Your instructions:
Could you extract every entry below and reproduce it exactly?

Segmentation mask data:
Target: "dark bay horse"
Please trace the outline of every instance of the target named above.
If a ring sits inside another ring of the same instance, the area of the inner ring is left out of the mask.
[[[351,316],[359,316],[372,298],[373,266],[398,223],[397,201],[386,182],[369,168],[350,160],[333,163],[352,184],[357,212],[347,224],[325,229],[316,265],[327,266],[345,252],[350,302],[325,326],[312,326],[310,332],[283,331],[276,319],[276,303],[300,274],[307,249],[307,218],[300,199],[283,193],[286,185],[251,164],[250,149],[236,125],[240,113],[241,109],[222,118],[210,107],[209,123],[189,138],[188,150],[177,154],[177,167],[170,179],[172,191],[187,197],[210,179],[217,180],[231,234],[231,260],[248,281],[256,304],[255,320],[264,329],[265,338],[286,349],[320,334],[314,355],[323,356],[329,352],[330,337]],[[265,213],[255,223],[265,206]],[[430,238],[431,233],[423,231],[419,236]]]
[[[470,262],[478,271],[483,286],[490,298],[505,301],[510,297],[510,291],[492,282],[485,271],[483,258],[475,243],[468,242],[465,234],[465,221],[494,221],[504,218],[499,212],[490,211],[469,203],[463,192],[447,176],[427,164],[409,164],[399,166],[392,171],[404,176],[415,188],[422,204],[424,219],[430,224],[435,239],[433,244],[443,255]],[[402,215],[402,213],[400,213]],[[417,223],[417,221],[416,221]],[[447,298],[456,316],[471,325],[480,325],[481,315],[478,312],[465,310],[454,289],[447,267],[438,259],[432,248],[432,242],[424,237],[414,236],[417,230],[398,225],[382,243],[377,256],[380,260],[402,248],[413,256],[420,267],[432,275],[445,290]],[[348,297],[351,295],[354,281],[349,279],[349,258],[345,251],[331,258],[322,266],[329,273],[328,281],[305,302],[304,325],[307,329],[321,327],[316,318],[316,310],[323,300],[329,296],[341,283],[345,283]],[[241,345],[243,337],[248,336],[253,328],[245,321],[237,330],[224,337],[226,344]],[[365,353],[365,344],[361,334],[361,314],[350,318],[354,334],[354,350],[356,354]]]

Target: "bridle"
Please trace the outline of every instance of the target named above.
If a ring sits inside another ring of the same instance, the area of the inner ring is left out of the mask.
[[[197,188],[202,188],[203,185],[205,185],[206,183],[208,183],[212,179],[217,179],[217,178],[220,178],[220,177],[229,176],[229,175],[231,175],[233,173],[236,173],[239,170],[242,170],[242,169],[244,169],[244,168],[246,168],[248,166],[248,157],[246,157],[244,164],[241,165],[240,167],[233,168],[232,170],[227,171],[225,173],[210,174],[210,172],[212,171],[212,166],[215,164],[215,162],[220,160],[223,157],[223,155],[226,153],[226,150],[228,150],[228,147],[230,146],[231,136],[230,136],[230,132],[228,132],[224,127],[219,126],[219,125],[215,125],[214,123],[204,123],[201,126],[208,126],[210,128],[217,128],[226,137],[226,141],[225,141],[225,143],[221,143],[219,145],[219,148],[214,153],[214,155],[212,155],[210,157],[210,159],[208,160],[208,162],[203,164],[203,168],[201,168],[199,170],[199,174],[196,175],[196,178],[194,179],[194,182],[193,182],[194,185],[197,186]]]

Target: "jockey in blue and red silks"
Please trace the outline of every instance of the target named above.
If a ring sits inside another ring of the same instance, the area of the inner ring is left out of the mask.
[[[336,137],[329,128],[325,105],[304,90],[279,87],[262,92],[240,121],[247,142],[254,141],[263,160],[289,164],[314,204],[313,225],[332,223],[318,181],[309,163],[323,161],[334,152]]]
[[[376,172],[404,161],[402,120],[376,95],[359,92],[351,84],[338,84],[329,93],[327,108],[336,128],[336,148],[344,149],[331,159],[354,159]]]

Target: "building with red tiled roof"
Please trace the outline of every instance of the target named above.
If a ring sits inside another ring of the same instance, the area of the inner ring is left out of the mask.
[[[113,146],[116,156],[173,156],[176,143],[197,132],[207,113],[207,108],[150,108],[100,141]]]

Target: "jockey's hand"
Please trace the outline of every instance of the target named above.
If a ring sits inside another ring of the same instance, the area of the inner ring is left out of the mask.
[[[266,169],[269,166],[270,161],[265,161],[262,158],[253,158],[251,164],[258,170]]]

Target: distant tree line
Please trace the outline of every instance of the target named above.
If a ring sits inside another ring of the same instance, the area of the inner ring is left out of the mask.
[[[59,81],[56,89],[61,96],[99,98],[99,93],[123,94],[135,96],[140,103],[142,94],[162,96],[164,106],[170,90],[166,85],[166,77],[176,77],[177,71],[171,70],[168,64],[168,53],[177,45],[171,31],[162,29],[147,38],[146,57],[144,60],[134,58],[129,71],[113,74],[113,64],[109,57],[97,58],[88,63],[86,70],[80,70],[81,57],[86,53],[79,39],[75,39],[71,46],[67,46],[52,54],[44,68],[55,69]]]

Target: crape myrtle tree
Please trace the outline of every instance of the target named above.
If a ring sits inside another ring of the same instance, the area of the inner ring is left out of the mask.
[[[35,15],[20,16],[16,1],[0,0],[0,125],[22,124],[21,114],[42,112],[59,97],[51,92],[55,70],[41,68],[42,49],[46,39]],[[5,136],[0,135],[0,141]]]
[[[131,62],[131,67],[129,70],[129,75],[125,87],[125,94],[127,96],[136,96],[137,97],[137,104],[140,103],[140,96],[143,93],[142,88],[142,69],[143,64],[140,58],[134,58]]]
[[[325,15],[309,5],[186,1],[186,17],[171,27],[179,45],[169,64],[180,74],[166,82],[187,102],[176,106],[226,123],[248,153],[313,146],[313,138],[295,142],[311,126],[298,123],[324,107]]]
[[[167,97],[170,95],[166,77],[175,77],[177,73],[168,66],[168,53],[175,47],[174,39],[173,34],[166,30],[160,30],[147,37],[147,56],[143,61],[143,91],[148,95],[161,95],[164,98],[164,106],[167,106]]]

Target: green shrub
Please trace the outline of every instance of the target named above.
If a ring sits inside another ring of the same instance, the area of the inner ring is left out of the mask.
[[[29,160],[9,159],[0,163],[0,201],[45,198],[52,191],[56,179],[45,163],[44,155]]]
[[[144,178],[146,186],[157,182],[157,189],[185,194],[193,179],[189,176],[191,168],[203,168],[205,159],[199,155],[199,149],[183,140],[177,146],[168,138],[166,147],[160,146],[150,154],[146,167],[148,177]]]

Solution for this problem:
Target: "dark bay horse"
Please trace the outline of every instance of the target named above.
If a ring sits inside another ring of the same instance, the area of the inner ring is left out of the mask.
[[[351,316],[359,316],[372,298],[373,266],[398,223],[397,201],[386,182],[369,168],[350,160],[333,163],[352,184],[357,212],[347,224],[325,229],[316,265],[327,266],[345,252],[350,302],[325,326],[312,326],[310,332],[283,331],[276,319],[276,303],[300,274],[307,249],[307,218],[300,199],[283,193],[286,185],[251,164],[250,149],[236,125],[240,113],[241,109],[222,118],[210,107],[209,123],[189,138],[188,150],[177,154],[177,167],[170,179],[172,191],[187,197],[210,179],[217,180],[231,234],[231,260],[248,281],[256,304],[255,320],[264,329],[265,338],[286,349],[320,334],[314,355],[323,356],[329,352],[330,337]],[[265,213],[255,223],[265,206]],[[430,238],[431,233],[423,231],[419,236]]]
[[[470,262],[478,271],[483,286],[490,298],[505,301],[510,297],[510,291],[492,282],[485,271],[483,258],[475,243],[468,242],[465,234],[465,221],[494,221],[504,218],[499,212],[490,211],[469,203],[463,192],[447,176],[427,164],[409,164],[399,166],[392,171],[404,176],[415,188],[422,204],[424,219],[430,224],[435,239],[433,244],[443,255]],[[402,215],[402,213],[400,213]],[[417,223],[417,221],[416,221]],[[447,298],[456,316],[471,325],[480,325],[481,315],[478,312],[465,310],[454,289],[447,267],[438,259],[432,248],[432,242],[424,237],[414,236],[417,230],[398,225],[382,243],[377,256],[380,260],[402,248],[413,256],[420,267],[432,275],[445,290]],[[348,297],[351,295],[354,281],[349,279],[349,258],[345,251],[331,258],[322,266],[329,273],[328,281],[305,302],[304,325],[307,329],[321,327],[316,318],[316,310],[323,300],[329,296],[341,283],[345,283]],[[241,345],[243,337],[248,336],[253,328],[245,321],[237,330],[224,337],[226,344]],[[365,353],[365,344],[361,334],[361,314],[350,318],[354,334],[354,350],[356,354]]]

Target: "bridle"
Please trace the outline of every instance of the target named above.
If a ring sits inside another ring of the same instance, the area of the inner ring is left out of the mask.
[[[197,188],[202,188],[203,185],[205,185],[206,183],[208,183],[212,179],[217,179],[217,178],[220,178],[220,177],[229,176],[229,175],[231,175],[233,173],[236,173],[239,170],[242,170],[242,169],[244,169],[244,168],[246,168],[248,166],[248,157],[246,157],[244,164],[241,165],[240,167],[233,168],[232,170],[227,171],[225,173],[210,174],[210,172],[212,171],[212,166],[215,164],[215,162],[220,160],[223,157],[223,155],[226,153],[226,150],[228,150],[228,147],[230,146],[231,136],[230,136],[230,132],[228,132],[224,127],[219,126],[219,125],[215,125],[214,123],[204,123],[201,126],[208,126],[210,128],[217,128],[226,137],[226,141],[225,141],[225,143],[221,143],[219,145],[219,148],[214,153],[214,155],[212,155],[210,157],[210,159],[208,160],[208,162],[203,164],[203,168],[201,168],[199,170],[199,174],[196,175],[196,178],[194,179],[194,182],[193,182],[194,185],[197,186]]]

Target: "jockey in blue and red silks"
Please trace the outline of every instance of the target named above.
If a ring sits inside another ring of the same instance, the area of the inner ring is left out of the mask.
[[[336,137],[329,128],[325,105],[304,90],[279,87],[262,92],[240,121],[247,142],[254,141],[263,160],[289,164],[314,204],[313,225],[332,223],[318,181],[309,163],[323,161],[334,152]]]
[[[376,172],[404,161],[402,120],[376,95],[359,92],[351,84],[338,84],[329,93],[327,108],[336,128],[336,148],[344,149],[331,159],[354,159]]]

Target: "building with red tiled roof"
Please trace the outline of every instance of the target named above.
If a ring sits inside another ring of the same instance, the area of the inner ring is left out of the mask.
[[[113,146],[116,156],[173,156],[176,143],[197,132],[207,113],[207,108],[150,108],[100,141]]]

Target: "jockey's hand"
Please trace the outline of every instance of the target named above.
If a ring sits inside another ring of the same instance, the area of the inner ring is left out of the mask.
[[[266,169],[269,166],[270,161],[265,161],[262,158],[253,158],[251,164],[258,170]]]

Target: distant tree line
Please trace the outline of every instance of the target named above.
If a ring sits inside another ring of the same instance, the area of the inner ring is left out of the mask.
[[[59,81],[56,89],[61,96],[99,98],[99,93],[123,94],[135,96],[140,103],[142,94],[162,96],[164,106],[170,90],[166,85],[166,77],[176,77],[177,71],[171,70],[168,64],[168,53],[177,45],[171,31],[162,29],[147,38],[146,57],[144,60],[134,58],[129,71],[113,74],[113,64],[109,57],[97,58],[88,63],[86,70],[80,70],[81,57],[86,53],[79,39],[75,39],[71,46],[67,46],[52,54],[44,68],[55,69]]]

Target: crape myrtle tree
Please trace the outline of every instance of the target named above.
If a ring sits inside another ring of the same instance, the area of the inner ring is left out of the mask.
[[[35,15],[20,16],[16,1],[0,0],[0,125],[22,124],[21,114],[42,112],[59,97],[51,92],[55,70],[41,68],[42,49],[46,39]],[[5,136],[0,135],[0,141]]]
[[[131,62],[131,67],[129,70],[129,75],[125,87],[125,94],[127,96],[136,96],[137,97],[137,104],[140,103],[140,96],[143,93],[142,88],[142,69],[143,64],[140,58],[134,58]]]
[[[325,15],[309,5],[186,1],[186,17],[171,27],[179,45],[169,64],[180,74],[166,82],[187,102],[176,106],[226,123],[248,153],[313,146],[313,138],[295,142],[311,126],[298,123],[324,107]]]
[[[167,97],[170,95],[166,77],[175,77],[177,73],[168,66],[168,53],[175,47],[174,39],[173,34],[166,30],[160,30],[147,37],[147,56],[143,61],[143,91],[148,95],[161,95],[164,98],[164,106],[167,106]]]

Target: green shrub
Please trace the outline of every instance of the target named above.
If a ring sits inside another ring of the same instance, the area of the inner ring is left out of the mask.
[[[29,160],[9,159],[0,163],[0,201],[45,198],[52,191],[56,179],[45,163],[44,155]]]
[[[144,178],[146,186],[157,182],[157,189],[185,194],[193,179],[189,176],[191,168],[203,168],[205,159],[199,155],[199,149],[183,140],[177,146],[168,138],[166,147],[160,146],[150,154],[146,167],[148,177]]]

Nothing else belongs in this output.